Passage
Although my father didn't discuss it much, I can see now where this issue was of great concern for him. As a teen, my mother blamed me for the issues between my patents and when I left for college, I thought they'd be happier then. But I also suspected something wasn't right, but a large goal for my parents was to maintain (what I now know is an illusion) that my mother is normal. We were not wealthy but the family resources went into that. She didn't have responsibilities for maintaining the house, and not working outside the home was the norm for her era. In public, she is charming and well spoken. Nobody would have a clue.

Somehow she managed to blame her outbursts, - where she'd sometimes trash the house, run around screaming, on us kids not behaving. We were told to obey her and not upset her. There were other things that were worse. The next morning my parents would be behaving normally and convinced us that nothing happened. We were not allowed to bring it up.

After leaving for college, I didn't spend an extended amount of time at home for many years. My father got ill in his elder years and I went to stay to help out. He was in the hospital so I was home alone with BPD mom for an extended time. While I know it was a stressful time with her, her behavior was undeniably so extreme- I could see where she was seriously mentally ill and how much my father had been supporting the sense of normalcy.  

I knew then that there's no way she could hold a job. She would try different things to do but could not maintain them. She enjoys socializing and doing fun things but the tasks, the actual work of things, she doesn't. Perhaps none of us love chores or some aspects of our work, but we know to do them.

One difference is that your wife has a recognized mental illness. While my mother also has a psychiatric history, this has been kept confidential. Your wife was evaluated and awarded disability for mental illness. This can likely be accessed by lawyers because disability certification is probably a public record of such. For her to get disability meant the situation is serious. This needs to be considered when considering custody. While it is a challenge to document emotional abuse, I wonder if your wife is even competent to leave children with. It might be that she can only have supervised visits and you can possibly advocate for that.

Work required
In the passage about the mother with BPD, why was the writer able to see during the father's illness that she was seriously mentally ill? Answer in one to three sentences. The rows that come next have no connection to the passage.

Dataset excerpts
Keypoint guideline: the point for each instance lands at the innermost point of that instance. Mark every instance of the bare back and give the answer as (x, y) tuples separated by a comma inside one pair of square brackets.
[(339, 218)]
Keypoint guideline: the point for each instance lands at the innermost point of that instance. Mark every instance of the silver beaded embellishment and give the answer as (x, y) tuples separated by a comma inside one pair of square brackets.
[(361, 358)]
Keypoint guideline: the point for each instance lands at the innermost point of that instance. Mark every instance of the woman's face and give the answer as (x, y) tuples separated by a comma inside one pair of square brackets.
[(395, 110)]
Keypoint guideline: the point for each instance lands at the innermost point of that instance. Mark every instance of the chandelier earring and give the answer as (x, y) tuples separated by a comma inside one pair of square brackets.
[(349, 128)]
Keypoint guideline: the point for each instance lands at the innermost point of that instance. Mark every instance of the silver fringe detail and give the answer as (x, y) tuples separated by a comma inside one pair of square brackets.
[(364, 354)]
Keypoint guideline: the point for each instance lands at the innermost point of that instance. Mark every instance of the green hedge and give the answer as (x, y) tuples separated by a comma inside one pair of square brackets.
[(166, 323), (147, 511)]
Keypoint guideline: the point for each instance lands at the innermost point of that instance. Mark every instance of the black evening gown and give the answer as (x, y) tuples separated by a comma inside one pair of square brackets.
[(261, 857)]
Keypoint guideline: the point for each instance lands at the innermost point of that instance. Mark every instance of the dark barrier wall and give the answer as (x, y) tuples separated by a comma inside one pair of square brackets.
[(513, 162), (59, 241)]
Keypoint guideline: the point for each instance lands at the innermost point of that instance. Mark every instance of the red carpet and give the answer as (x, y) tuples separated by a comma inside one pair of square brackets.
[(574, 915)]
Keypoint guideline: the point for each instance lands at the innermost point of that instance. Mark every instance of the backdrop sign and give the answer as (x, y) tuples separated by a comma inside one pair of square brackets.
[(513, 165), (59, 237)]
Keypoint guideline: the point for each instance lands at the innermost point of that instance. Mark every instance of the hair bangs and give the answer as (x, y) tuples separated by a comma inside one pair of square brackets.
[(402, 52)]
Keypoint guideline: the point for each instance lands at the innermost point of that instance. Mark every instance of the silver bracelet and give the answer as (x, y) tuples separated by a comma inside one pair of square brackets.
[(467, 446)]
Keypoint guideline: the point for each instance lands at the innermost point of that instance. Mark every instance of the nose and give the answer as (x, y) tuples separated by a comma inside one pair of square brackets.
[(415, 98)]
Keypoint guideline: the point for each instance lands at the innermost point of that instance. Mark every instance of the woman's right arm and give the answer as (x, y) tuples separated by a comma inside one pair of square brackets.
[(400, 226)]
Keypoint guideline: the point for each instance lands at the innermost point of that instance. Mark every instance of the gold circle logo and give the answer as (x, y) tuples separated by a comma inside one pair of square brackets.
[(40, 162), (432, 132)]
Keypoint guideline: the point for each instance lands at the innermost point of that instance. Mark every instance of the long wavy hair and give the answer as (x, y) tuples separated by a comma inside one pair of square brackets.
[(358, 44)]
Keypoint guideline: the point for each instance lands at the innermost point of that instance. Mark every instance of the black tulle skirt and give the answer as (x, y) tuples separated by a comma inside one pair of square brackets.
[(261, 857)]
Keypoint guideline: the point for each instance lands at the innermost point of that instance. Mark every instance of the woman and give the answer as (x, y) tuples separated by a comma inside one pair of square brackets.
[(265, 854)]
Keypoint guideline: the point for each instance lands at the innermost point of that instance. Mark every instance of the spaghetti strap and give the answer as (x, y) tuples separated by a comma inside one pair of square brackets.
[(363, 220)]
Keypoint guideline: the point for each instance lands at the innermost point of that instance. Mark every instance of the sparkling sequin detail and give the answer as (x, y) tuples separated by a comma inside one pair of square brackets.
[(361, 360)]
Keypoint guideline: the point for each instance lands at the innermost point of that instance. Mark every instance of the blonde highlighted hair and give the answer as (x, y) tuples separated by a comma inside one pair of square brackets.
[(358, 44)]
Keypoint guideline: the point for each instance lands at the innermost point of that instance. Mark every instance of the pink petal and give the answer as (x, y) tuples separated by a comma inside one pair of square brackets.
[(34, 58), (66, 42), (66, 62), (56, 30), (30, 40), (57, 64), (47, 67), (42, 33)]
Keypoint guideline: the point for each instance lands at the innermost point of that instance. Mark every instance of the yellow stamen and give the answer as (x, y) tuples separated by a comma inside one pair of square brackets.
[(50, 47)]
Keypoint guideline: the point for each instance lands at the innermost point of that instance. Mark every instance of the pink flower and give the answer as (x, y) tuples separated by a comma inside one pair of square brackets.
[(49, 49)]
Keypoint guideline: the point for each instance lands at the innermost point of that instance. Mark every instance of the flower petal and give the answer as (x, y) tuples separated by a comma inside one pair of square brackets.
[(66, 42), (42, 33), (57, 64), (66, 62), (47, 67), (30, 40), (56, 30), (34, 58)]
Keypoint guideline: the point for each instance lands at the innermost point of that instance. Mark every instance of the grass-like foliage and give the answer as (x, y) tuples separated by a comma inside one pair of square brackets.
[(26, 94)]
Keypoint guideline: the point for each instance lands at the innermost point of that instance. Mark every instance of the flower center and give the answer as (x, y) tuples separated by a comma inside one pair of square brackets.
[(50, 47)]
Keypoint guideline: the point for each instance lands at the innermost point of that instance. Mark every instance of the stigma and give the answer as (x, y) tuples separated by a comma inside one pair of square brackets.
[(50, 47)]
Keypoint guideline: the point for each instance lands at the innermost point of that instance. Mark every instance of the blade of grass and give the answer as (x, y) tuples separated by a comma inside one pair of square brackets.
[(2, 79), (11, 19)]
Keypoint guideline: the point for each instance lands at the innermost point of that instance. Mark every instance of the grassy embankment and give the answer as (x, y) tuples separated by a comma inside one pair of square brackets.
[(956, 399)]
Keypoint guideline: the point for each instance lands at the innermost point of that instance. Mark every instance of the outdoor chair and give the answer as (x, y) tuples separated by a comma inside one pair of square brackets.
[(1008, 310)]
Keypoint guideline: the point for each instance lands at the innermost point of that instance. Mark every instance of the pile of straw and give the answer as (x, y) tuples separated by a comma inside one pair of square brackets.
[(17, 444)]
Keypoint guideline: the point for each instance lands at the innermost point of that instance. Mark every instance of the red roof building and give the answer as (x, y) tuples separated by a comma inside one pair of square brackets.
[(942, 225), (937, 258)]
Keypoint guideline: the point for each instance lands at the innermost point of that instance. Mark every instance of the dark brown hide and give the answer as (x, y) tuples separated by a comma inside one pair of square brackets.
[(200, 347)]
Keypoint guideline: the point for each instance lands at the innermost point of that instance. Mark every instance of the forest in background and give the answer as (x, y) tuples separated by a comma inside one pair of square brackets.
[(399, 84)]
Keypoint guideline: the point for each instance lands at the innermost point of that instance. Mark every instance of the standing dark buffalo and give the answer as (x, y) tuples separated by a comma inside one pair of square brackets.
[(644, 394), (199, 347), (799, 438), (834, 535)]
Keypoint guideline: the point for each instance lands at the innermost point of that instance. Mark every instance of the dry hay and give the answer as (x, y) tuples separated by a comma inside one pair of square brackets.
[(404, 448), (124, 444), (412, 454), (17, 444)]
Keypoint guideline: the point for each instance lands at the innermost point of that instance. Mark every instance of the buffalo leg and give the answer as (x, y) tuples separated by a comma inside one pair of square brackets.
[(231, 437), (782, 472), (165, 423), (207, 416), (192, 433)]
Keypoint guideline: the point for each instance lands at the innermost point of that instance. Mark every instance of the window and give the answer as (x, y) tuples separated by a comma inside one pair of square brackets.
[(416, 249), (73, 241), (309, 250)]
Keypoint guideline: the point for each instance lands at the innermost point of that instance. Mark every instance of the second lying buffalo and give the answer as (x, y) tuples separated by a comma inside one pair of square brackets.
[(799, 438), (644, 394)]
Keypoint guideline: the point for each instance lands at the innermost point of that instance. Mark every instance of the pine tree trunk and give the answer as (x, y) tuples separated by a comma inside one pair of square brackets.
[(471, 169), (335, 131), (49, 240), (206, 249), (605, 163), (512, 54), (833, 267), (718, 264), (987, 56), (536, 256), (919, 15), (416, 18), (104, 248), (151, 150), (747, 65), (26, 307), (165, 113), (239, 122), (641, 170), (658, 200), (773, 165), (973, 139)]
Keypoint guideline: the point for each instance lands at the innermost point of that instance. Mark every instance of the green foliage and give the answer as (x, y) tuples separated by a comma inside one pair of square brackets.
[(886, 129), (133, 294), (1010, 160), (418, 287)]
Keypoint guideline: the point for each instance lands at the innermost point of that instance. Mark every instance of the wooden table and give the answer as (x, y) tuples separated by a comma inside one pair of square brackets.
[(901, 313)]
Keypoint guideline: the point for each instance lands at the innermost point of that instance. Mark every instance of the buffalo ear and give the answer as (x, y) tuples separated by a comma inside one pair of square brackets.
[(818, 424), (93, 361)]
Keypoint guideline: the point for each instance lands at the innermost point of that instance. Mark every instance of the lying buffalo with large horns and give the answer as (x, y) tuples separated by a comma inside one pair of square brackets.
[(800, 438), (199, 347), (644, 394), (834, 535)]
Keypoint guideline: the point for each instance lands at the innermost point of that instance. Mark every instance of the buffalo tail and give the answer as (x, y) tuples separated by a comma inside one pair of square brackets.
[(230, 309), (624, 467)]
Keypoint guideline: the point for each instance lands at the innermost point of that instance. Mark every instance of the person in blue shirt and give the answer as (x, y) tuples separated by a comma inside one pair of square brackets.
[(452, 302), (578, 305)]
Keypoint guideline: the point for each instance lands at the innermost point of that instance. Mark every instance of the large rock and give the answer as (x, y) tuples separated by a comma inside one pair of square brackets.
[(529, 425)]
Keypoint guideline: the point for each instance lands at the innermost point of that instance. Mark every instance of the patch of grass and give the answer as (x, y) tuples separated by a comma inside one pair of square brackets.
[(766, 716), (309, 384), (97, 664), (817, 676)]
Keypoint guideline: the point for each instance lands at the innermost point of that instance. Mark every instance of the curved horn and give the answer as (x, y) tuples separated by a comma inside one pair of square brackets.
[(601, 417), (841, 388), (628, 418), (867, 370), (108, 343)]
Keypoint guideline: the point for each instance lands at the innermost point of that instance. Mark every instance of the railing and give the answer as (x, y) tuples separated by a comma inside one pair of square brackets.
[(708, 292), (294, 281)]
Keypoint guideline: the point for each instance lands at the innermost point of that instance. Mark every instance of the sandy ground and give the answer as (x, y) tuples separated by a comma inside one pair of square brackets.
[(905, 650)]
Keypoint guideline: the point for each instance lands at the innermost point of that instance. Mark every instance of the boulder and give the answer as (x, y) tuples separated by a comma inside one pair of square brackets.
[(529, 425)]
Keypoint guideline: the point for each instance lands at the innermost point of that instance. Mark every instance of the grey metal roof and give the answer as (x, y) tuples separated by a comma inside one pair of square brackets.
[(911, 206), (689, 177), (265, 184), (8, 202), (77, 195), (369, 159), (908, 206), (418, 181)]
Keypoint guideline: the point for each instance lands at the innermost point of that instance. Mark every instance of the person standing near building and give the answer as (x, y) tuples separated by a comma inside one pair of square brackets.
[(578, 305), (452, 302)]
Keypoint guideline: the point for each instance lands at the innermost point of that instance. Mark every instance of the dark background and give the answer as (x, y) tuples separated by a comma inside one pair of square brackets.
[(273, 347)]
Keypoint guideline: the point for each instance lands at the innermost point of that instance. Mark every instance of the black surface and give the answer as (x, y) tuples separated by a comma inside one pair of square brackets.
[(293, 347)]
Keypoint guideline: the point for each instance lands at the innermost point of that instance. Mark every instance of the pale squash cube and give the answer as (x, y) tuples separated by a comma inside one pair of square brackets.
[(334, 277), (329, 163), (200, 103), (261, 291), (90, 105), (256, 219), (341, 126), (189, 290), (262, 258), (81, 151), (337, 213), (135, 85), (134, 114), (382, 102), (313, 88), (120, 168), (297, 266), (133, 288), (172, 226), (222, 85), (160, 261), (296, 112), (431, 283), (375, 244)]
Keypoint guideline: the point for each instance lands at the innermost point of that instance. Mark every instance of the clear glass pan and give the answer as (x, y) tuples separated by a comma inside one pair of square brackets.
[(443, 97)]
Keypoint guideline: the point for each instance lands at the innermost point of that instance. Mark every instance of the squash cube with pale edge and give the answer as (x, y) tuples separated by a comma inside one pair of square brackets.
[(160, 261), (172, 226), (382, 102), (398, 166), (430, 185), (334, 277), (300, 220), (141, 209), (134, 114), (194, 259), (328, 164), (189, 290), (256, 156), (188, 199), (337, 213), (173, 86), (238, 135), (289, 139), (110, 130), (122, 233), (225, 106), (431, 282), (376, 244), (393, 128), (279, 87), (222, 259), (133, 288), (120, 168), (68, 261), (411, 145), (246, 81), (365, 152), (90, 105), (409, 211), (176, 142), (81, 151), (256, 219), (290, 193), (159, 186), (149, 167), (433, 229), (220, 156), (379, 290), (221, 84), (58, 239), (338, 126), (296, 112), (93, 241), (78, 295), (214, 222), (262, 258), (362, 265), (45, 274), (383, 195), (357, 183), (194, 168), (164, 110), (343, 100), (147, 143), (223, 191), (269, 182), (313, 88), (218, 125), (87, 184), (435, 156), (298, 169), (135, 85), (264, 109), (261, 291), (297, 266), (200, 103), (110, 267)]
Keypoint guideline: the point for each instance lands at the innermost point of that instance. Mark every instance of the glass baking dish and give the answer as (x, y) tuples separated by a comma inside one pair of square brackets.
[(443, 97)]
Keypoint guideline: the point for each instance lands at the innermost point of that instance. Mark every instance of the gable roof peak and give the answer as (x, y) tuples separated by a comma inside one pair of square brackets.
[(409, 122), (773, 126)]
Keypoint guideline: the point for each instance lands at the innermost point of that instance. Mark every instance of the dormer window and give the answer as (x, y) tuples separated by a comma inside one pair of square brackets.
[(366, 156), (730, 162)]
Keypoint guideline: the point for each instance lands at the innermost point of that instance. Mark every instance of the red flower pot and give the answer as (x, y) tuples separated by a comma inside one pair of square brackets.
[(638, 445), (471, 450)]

Task result
With the father in the hospital, the writer was home alone with the mother for an extended time. Her behavior was so undeniably extreme that the writer could see she was seriously mentally ill. The writer could also see how much the father had been supporting the sense of normalcy.